## BRIEF
Copy all of the records word for word.

━━━ SOURCE MATERIAL

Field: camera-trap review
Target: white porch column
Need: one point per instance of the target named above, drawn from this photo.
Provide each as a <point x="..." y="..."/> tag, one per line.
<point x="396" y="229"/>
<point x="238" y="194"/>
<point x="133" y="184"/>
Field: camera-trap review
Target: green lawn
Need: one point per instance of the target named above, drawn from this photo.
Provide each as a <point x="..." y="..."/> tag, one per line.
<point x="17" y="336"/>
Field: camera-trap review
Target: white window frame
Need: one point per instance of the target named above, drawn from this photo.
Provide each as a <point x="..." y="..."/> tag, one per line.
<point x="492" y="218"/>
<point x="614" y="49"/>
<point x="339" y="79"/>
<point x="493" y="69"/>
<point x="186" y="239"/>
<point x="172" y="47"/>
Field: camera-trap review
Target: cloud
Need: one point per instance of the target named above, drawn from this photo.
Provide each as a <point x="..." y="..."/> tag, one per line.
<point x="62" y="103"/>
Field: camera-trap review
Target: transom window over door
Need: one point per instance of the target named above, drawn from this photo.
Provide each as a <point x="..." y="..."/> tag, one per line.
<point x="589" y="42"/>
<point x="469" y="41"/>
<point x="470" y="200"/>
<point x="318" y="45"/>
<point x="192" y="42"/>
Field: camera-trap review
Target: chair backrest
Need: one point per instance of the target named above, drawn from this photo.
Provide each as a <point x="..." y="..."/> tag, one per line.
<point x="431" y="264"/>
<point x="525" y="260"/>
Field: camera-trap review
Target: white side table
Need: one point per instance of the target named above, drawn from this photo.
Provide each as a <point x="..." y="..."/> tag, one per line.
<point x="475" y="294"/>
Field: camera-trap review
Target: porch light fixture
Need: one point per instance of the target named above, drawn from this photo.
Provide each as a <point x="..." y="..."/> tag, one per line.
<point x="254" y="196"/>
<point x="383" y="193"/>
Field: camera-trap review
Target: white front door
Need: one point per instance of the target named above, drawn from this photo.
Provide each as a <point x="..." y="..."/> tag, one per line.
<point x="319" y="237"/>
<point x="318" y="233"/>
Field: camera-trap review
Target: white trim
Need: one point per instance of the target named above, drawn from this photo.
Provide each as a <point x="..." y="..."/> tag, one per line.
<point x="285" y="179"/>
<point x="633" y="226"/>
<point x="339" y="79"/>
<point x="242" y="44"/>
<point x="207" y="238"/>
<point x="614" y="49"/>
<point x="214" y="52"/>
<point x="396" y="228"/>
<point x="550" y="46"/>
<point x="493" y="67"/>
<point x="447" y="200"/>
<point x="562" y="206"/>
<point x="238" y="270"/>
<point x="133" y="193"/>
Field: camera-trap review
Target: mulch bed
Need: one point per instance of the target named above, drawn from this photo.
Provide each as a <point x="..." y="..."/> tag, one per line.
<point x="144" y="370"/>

━━━━━━

## RESPONSE TO THIS TASK
Field: camera-trap review
Target: white porch column
Need: one point per instance of the target named above, drawn from this photo.
Provide each as a <point x="..." y="..."/> tag, one per line.
<point x="396" y="229"/>
<point x="238" y="194"/>
<point x="133" y="184"/>
Field: camera-trap review
Target: green lawn
Need: one point per instance of the target named above, drawn from this photo.
Provide each as a <point x="..." y="..."/> tag, one per line.
<point x="17" y="336"/>
Field: camera-trap review
Target: white window frame
Need: one point per instance of the target named above, drawn from this photo.
Provide each as a <point x="..." y="..."/> tag, one per line.
<point x="492" y="218"/>
<point x="614" y="49"/>
<point x="339" y="79"/>
<point x="493" y="69"/>
<point x="186" y="239"/>
<point x="172" y="47"/>
Field: camera-trap review
Target: cloud
Need: one point per instance of the target named above, drawn from this photo.
Provide each as a <point x="..." y="..."/> tag, one per line.
<point x="62" y="103"/>
Field: camera-trap review
Target: transom window over door
Need: one point per instance of the target named above, drawn from this photo.
Provide each as a <point x="..." y="..."/> tag, one per line.
<point x="589" y="42"/>
<point x="469" y="41"/>
<point x="470" y="200"/>
<point x="318" y="45"/>
<point x="192" y="42"/>
Field: camera-trap review
Target: chair backrest
Need: one point per instance of the target named above, drawn from this photo.
Provide each as a <point x="..." y="..."/> tag, one per line.
<point x="431" y="264"/>
<point x="525" y="260"/>
Field: camera-trap review
Target: white side table
Need: one point per instance of the target named above, drawn from this photo.
Provide each as a <point x="..." y="..."/> tag, one per line.
<point x="475" y="294"/>
Field: camera-trap review
Target: porch light fixture
Need: one point per instance of the target named above, drawn from this photo.
Provide each as a <point x="..." y="..."/> tag, one per line.
<point x="254" y="196"/>
<point x="383" y="193"/>
Field: camera-trap review
Target: white front door
Need: one point per instance of the target named above, drawn from this photo.
Provide each as a <point x="..." y="..."/> tag, one per line.
<point x="319" y="237"/>
<point x="318" y="233"/>
Field: camera-trap review
Target: white trim
Need: one point per instance of the target named above, drawn from this photo.
Provide each as a <point x="..." y="..."/> tag, one per line.
<point x="285" y="179"/>
<point x="633" y="226"/>
<point x="339" y="79"/>
<point x="242" y="44"/>
<point x="207" y="238"/>
<point x="614" y="49"/>
<point x="214" y="52"/>
<point x="396" y="228"/>
<point x="550" y="46"/>
<point x="493" y="67"/>
<point x="447" y="200"/>
<point x="562" y="206"/>
<point x="238" y="270"/>
<point x="133" y="193"/>
Field: camera-trap review
Target: mulch bed
Need: one point per instance of the target named above, drawn from this photo.
Provide each as a <point x="..." y="..."/> tag, one per line.
<point x="144" y="370"/>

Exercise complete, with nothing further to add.